◆ Desafios
1. Na crônica sobre a ida de Sergio Moro ao Senado, como Moro se define logo após afirmar que nunca foi boneco?
2. Prossiga com a crônica sobre a ida de Sergio Moro ao Senado a partir do ponto em que ela termina.

◆ Texto para leitura
Jornalista Andrade Junior

sexta-feira, 26 de novembro de 2021

'Moro no mundo da lua'

 Guilherme Fiuza 

Sergio Moro foi ao Senado e deu um show. Não pense que é fácil fazer aquilo que ele fez. Pelo resultado da sua incursão no Parlamento como pré-candidato, dá para imaginar o papo com o marqueteiro na chegada a Brasília:

– Que que eu falo? Não tenho a menor ideia. Não entendo nada de nenhum desses assuntos.

– Relaxa, Moro. Você vai tirar de letra.

– Que letra? De A a Z são muitas letras. Me ajuda, por favor.

– Calma, rapaz. Esquece as letras. Não precisa decorar nada.

– Como eu posso ficar calmo desse jeito? Você não me fala nada concreto. Estou ficando desesperado. E ainda me disseram que você tá ganhando uma fortuna pra fazer comigo o que o Gepeto fez com o Pinóquio.

– A vantagem é que na política você pode mentir que o seu nariz não cresce.

– Não falei em mentir. Falei em transformar boneco em gente.

– Ah, tá. É exatamente isso. A não ser que você queira continuar sendo só um boneco.

– Não sou boneco. Nunca fui. Sou ex-juiz, ex-ministro, ex-candidato ao STF e ex-Sergio Moro.

– Foi o que eu falei. Você renunciou a tudo pra se transformar numa coisa que te disseram que é ótima e você ainda não sabe o que é. Então, por enquanto, você é um boneco zanzando por Brasília. Mas fica tranquilo que eu vou te dar vida. Você vai arrasar.

– Então me explica de uma vez o que eu tenho que fazer. Já estamos chegando no Senado e quando eu saltar desse carro já vou ter que sair falando alguma coisa.

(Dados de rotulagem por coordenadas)
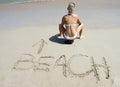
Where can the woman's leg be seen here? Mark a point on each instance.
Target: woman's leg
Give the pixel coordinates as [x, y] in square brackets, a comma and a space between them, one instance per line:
[61, 30]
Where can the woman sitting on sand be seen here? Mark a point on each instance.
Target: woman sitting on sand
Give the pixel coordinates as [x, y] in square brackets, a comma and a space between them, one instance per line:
[71, 27]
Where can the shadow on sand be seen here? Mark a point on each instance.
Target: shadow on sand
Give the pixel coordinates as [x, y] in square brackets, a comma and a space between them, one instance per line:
[60, 40]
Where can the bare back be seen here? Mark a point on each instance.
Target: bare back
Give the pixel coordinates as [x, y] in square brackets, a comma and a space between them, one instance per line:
[70, 23]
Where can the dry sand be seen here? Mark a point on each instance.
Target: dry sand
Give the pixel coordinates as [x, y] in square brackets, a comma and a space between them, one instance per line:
[31, 55]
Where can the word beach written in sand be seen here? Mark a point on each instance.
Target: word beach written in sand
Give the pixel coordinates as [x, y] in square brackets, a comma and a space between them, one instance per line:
[43, 63]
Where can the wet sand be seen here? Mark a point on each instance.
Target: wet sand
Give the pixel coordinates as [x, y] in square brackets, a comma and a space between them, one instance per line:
[32, 55]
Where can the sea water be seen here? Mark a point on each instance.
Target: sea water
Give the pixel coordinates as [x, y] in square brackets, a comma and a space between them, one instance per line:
[20, 1]
[12, 1]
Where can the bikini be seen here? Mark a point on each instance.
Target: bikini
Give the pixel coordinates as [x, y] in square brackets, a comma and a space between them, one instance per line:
[68, 37]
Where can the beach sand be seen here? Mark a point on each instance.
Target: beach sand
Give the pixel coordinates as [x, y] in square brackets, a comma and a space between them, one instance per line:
[32, 55]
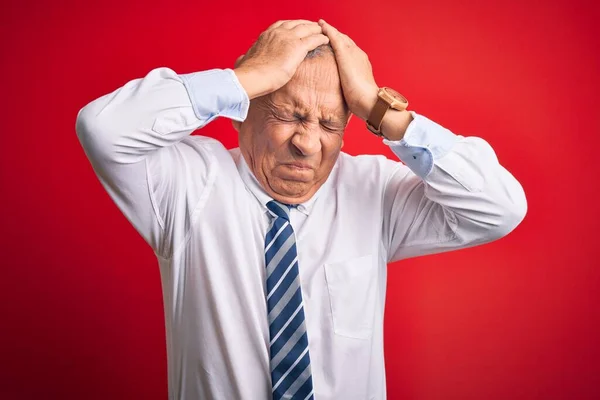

◆ Respostas
1. Ele se define como ex-juiz, ex-ministro, ex-candidato ao STF e ex-Sergio Moro.

2.
Basta você ser uma mistura de Ciro Gomes com Marina Silva, botar um sotaque de Psol com empáfia tucana

– Você vai falar o que o povo quer ouvir.

– O que o povo quer ouvir?

– Olha, Moro, realmente não vai dar tempo de te explicar tudo correndo agora. Olha ali o Congresso… Chegamos.

– Socorro!

– Calma, bobo. Vou te dar uma dica matadora em menos de um minuto e você vai brilhar no Parlamento.

– Fala logo!

– É simples. Basta você ser uma mistura de Ciro Gomes com Marina Silva, botar um sotaque de Psol com empáfia tucana sem esquecer a carranca de justiceiro conservador e correr pro abraço.

Mostrando ser um aluno aplicado, Sergio Moro seguiu à risca a dica do marqueteiro e fez história no Senado — encarnando a primeira mistura de presidenciáveis profissionais com grande talento. O melhor da festa é que toda essa pantomima foi representada diante do olhar apaixonado dos jornalistas do consórcio (antiga imprensa) — aqueles mesmos que queriam o couro de Moro quando ele era sério. As voltas que o mundo dá.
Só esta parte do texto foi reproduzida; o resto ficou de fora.